▸ **Goal of the exercise**: Retype the records below exactly as they stand, but with no images.

═════ Recorded data

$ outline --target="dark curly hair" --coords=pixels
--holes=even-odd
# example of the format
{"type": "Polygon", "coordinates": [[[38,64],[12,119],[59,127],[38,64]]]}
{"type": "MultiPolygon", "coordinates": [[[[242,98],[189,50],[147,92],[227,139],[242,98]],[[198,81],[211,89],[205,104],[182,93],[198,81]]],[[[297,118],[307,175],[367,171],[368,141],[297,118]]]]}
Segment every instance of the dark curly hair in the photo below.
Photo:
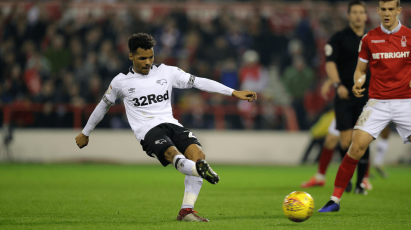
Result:
{"type": "Polygon", "coordinates": [[[149,34],[138,33],[133,34],[128,38],[128,49],[130,50],[130,53],[135,53],[138,48],[148,50],[153,48],[155,45],[156,41],[149,34]]]}

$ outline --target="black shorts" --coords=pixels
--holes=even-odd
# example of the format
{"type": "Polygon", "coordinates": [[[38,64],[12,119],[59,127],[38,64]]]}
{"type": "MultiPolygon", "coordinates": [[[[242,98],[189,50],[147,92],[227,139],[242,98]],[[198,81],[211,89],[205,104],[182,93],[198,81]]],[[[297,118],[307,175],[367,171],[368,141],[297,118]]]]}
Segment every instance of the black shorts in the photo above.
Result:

══════════

▸ **Answer space**:
$ outline --target="dark curly hair" --coords=pixels
--holes=even-odd
# example of the format
{"type": "Polygon", "coordinates": [[[38,64],[12,119],[59,127],[38,64]]]}
{"type": "MultiPolygon", "coordinates": [[[[242,98],[189,50],[147,92],[227,139],[242,98]],[[198,81],[211,89],[205,104],[182,93],[198,81]]],[[[297,118],[307,175],[367,171],[368,141],[297,118]]]]}
Segment every instance of the dark curly hair in the photo below.
Photo:
Result:
{"type": "Polygon", "coordinates": [[[149,34],[138,33],[133,34],[128,38],[128,49],[130,50],[130,53],[135,53],[138,48],[148,50],[153,48],[155,45],[156,41],[149,34]]]}

$ outline --target="black shorts" --coords=pixels
--holes=even-odd
# example of the format
{"type": "Polygon", "coordinates": [[[38,64],[12,119],[59,127],[38,64]]]}
{"type": "MultiPolygon", "coordinates": [[[[242,98],[189,50],[147,92],[227,139],[242,98]],[[198,81],[211,89],[205,104],[182,93],[198,81]]],[[[297,118],[307,175],[367,171],[368,141],[297,118]]]]}
Segment every instance of the black shorts in the photo above.
Result:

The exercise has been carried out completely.